▶ EXERCISE DATA

** start **

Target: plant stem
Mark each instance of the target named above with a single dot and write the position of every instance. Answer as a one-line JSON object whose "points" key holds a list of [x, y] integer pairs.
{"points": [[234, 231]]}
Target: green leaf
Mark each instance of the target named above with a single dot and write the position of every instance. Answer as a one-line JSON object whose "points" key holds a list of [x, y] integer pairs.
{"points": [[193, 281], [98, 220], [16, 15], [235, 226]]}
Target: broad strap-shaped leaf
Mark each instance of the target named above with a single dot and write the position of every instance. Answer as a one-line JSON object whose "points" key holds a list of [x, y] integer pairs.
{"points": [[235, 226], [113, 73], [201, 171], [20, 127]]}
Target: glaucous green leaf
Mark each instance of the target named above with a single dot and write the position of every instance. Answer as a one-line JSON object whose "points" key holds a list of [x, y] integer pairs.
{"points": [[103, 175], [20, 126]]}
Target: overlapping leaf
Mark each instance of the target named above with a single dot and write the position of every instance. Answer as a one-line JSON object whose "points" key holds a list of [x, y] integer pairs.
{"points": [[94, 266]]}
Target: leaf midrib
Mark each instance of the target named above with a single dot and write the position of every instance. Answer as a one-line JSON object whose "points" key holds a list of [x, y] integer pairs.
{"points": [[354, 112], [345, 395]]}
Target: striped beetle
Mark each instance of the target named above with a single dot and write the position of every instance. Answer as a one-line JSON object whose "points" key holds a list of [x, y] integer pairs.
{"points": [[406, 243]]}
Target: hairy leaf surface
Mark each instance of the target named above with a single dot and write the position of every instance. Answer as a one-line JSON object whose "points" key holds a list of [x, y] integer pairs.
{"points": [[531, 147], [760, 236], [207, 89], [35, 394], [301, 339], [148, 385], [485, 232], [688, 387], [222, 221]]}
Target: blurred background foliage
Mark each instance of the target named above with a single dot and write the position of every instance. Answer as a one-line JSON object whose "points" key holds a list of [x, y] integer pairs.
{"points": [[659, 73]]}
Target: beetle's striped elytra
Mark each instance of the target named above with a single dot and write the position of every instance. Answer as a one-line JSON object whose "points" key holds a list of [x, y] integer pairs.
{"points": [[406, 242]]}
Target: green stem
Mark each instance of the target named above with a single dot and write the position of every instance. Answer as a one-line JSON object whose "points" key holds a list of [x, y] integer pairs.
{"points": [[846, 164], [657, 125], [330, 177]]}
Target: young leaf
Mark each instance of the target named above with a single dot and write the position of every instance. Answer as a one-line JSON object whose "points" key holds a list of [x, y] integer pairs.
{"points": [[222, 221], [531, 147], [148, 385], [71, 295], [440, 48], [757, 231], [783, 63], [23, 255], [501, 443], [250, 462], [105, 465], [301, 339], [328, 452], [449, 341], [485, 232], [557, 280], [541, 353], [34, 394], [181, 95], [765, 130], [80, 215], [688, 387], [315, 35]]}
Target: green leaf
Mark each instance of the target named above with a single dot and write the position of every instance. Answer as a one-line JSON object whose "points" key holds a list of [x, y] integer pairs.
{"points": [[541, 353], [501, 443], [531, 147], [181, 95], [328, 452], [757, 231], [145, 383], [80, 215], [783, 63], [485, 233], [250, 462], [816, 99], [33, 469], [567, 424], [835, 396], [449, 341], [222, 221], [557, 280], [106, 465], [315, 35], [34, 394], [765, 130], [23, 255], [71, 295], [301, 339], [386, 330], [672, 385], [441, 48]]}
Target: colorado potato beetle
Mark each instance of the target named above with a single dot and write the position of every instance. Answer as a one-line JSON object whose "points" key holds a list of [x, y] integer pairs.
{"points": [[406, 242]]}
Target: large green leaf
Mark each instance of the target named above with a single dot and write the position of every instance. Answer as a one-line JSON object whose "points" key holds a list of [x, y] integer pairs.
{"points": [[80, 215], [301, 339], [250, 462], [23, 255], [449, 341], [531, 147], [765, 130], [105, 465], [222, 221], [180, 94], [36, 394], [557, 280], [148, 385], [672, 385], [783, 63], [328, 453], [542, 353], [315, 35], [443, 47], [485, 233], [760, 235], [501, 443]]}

** end **

Show the data once more, exactly as it was written.

▶ ANSWER FOR THE TASK
Target: plant stem
Mark each instance of the target named above with a single dot and write the position of every instance. Answer as a one-line JSON object whose "points" key holds a list of [x, y] integer pairs.
{"points": [[234, 231]]}
Target: green leaf
Mark each instance of the target named above with a single dot and write the position of every instance. Answer as a one-line JSON object whose "points" key holds a list of [x, y] integer pairs.
{"points": [[193, 281], [98, 220], [16, 15], [235, 226]]}
Target: broad strap-shaped leaf
Mark each instance of the target named above with a single dot and write the position of every instance. Answer as a one-line JSON object whose "points" key holds a list of [x, y] integer pairs.
{"points": [[235, 226], [113, 73], [201, 171], [20, 127]]}
Target: glaucous green leaf
Mark each instance of the target named above with a single dot and write the position of every instance. Answer as a one-line JSON object whose "points" key holds a list of [x, y] integer pairs.
{"points": [[103, 175], [20, 126]]}
Target: overlapping leaf
Mark each instance of the target named above with a single dot and write the position of every instance. Answer as a one-line JSON object whose "points" key holds a list of [x, y] integer pairs.
{"points": [[94, 266]]}
Target: leaf midrib
Mark each instance of the target named above with a single dot and write the position of every instance. Answer as a one-line JSON object whose "points" key holds a list of [x, y] integer pairs.
{"points": [[354, 112], [345, 395]]}
Target: striped beetle
Mark each instance of the target named above with a single dot and write the position of every instance. Answer as a one-line JSON object whose "points" key holds a list of [x, y] integer pairs.
{"points": [[406, 243]]}
Target: hairy leaf surface
Mark each instance of the target named above with a single dot and write the position of every instance. Answer as a one-line JSON object whose "points" key holds a list of [x, y] integer pairs.
{"points": [[531, 147], [760, 236], [207, 89], [35, 394], [301, 339], [148, 385], [485, 232], [688, 387], [222, 221]]}
Target: blurred background foliage
Mark each instance of the target named above with a single dot and write the position of every instance. Answer as a one-line JSON object whose "points" key holds a list of [x, y] integer pairs.
{"points": [[659, 73]]}
Target: beetle's striped elytra
Mark each instance of the target named above with a single dot and write the position of every instance. Answer as a one-line JSON object whose "points" key holds a list of [x, y] integer pairs.
{"points": [[406, 242]]}
Target: green stem
Mark each instance of the target named above with a single dot and write the position of every instance. Answer as a one-line JSON object whose "points" key holds a list of [x, y] integer pairs.
{"points": [[846, 164], [657, 125], [330, 177]]}
Target: young leaf
Mark each instance of the target named above with a single dot and write the position of every instance. Answer as a one-line JSON object whose "points" key holds a list of [x, y] integer pairs.
{"points": [[222, 221], [531, 147], [148, 385], [71, 295], [440, 48], [757, 231], [783, 63], [23, 255], [501, 443], [250, 462], [105, 465], [301, 339], [328, 452], [449, 341], [485, 232], [557, 280], [541, 353], [34, 394], [181, 95], [765, 130], [80, 215], [688, 387], [315, 35]]}
Target: green leaf
Mark each instance of the target named above with a single dot and write the position of every instance. Answer as a one-line JSON object whose "points" key holds a list of [x, y] integer pairs.
{"points": [[541, 353], [501, 443], [531, 147], [181, 95], [328, 452], [757, 231], [145, 383], [80, 215], [783, 63], [485, 233], [250, 462], [816, 99], [33, 469], [567, 424], [835, 396], [449, 341], [222, 221], [557, 280], [106, 465], [315, 35], [34, 394], [765, 130], [23, 255], [71, 295], [301, 339], [386, 330], [672, 385], [441, 48]]}
Target: colorado potato beetle
Mark each instance of the target named above with a single dot and write the position of every instance. Answer as a one-line JSON object whose "points" key holds a list of [x, y] integer pairs.
{"points": [[406, 242]]}
Target: large green leaf
Mark each instance of the target named above with a single dot and write the position of every instance. Answer as a one-line JSON object whose "points" key holds a list of [x, y] integer pairs.
{"points": [[80, 215], [301, 339], [250, 462], [23, 255], [449, 341], [531, 147], [765, 130], [105, 465], [222, 221], [180, 94], [36, 394], [557, 280], [148, 385], [672, 385], [783, 63], [328, 453], [542, 353], [315, 35], [443, 47], [485, 233], [760, 235], [501, 443]]}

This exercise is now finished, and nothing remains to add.